> [Supplied text]
§

Among Donald Trump’s more perplexing legal moves lately was his decision to lash out at the jury pool for one of his upcoming federal trials.
Soon after being indicted for allegedly trying to steal the 2020 presidential election, Trump publicly railed against the residents of Washington, claiming there is “no way I can get a fair trial, or even close to a fair trial” in a city he called a “filthy and crime-ridden embarrassment to our nation.” His lawyers have said they will try to move the trial out of D.C.
Is Trump right? After all, it’s true that a minuscule 5 percent of voters in D.C. backed him in the 2020 race against Joe Biden, roughly the same as his dismal 2016 showing.
I decided to call up some professional jury consultants to see whether they thought Washington was inevitably poisoned against Trump, or if he could somehow win over a jury. If they were advising Trump and his legal team, what would be their strategy?
It turns out they have lots of ideas, and what they have to say should give some hope to the former president, regardless of D.C.’s demographics — partisan, racial or otherwise.
“Jurors always surprise us, and they always fixate on something that you would never have expected them to fixate on,” Leslie Ellis, a D.C.-based jury consultant who has been working in the field for over 25 years, told me by phone recently. Aref Jabbour, another experienced jury and trial consultant, echoed that sentiment even as he noted that finding people sympathetic to Trump in a Democratic stronghold like D.C. would be “like mining for gold.”

§

Dataset items:
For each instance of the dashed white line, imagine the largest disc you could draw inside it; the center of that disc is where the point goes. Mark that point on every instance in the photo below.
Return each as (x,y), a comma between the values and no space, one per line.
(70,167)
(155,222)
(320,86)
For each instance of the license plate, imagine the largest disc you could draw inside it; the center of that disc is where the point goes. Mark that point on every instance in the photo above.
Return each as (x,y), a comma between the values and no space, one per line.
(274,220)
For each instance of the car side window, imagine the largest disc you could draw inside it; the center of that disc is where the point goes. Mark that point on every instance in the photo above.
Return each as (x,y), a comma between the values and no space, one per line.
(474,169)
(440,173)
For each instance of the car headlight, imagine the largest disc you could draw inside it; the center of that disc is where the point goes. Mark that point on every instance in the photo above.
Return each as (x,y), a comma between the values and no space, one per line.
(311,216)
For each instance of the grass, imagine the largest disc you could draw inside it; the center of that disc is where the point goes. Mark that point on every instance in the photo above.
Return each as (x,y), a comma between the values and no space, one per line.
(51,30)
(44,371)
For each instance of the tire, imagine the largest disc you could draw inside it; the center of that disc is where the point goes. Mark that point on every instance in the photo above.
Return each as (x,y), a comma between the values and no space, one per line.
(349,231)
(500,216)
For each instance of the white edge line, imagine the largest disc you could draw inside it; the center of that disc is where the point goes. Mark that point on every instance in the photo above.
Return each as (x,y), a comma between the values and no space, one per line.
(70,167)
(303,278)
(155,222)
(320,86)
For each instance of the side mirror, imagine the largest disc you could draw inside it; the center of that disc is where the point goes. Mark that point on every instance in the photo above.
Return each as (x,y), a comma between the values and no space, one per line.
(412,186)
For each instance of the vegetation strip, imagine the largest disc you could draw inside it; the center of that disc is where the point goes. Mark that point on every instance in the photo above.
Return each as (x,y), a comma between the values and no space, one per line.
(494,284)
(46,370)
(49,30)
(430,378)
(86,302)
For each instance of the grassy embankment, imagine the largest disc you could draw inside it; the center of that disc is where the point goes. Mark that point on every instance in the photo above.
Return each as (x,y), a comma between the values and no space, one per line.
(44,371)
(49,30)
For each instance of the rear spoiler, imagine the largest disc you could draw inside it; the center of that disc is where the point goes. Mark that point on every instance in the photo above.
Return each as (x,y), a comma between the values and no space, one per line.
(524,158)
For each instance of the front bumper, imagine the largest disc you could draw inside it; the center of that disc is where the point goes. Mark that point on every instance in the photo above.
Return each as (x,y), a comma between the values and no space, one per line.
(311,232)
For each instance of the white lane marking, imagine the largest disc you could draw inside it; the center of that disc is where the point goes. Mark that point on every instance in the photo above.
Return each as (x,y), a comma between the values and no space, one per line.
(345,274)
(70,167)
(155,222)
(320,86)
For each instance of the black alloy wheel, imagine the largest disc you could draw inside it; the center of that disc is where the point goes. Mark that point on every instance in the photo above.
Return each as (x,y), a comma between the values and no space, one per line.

§

> [Exercise requirements]
• 1. Please reproduce the article about the Washington jury pool word for word, from start to finish.
• 2. Find each line in the records that contains the string "white" and copy those lines out in full, treating uppercase and lowercase as different.
These records are unrelated to the article about the Washington jury pool.

> [Full answers]
• 1.
Among Donald Trump’s more perplexing legal moves lately was his decision to lash out at the jury pool for one of his upcoming federal trials.
Soon after being indicted for allegedly trying to steal the 2020 presidential election, Trump publicly railed against the residents of Washington, claiming there is “no way I can get a fair trial, or even close to a fair trial” in a city he called a “filthy and crime-ridden embarrassment to our nation.” His lawyers have said they will try to move the trial out of D.C.
Is Trump right? After all, it’s true that a minuscule 5 percent of voters in D.C. backed him in the 2020 race against Joe Biden, roughly the same as his dismal 2016 showing.
I decided to call up some professional jury consultants to see whether they thought Washington was inevitably poisoned against Trump, or if he could somehow win over a jury. If they were advising Trump and his legal team, what would be their strategy?
It turns out they have lots of ideas, and what they have to say should give some hope to the former president, regardless of D.C.’s demographics — partisan, racial or otherwise.
“Jurors always surprise us, and they always fixate on something that you would never have expected them to fixate on,” Leslie Ellis, a D.C.-based jury consultant who has been working in the field for over 25 years, told me by phone recently. Aref Jabbour, another experienced jury and trial consultant, echoed that sentiment even as he noted that finding people sympathetic to Trump in a Democratic stronghold like D.C. would be “like mining for gold.”

• 2.
For each instance of the dashed white line, imagine the largest disc you could draw inside it; the center of that disc is where the point goes. Mark that point on every instance in the photo below.
For each instance of the white edge line, imagine the largest disc you could draw inside it; the center of that disc is where the point goes. Mark that point on every instance in the photo above.
For each instance of the white lane marking, imagine the largest disc you could draw inside it; the center of that disc is where the point goes. Mark that point on every instance in the photo above.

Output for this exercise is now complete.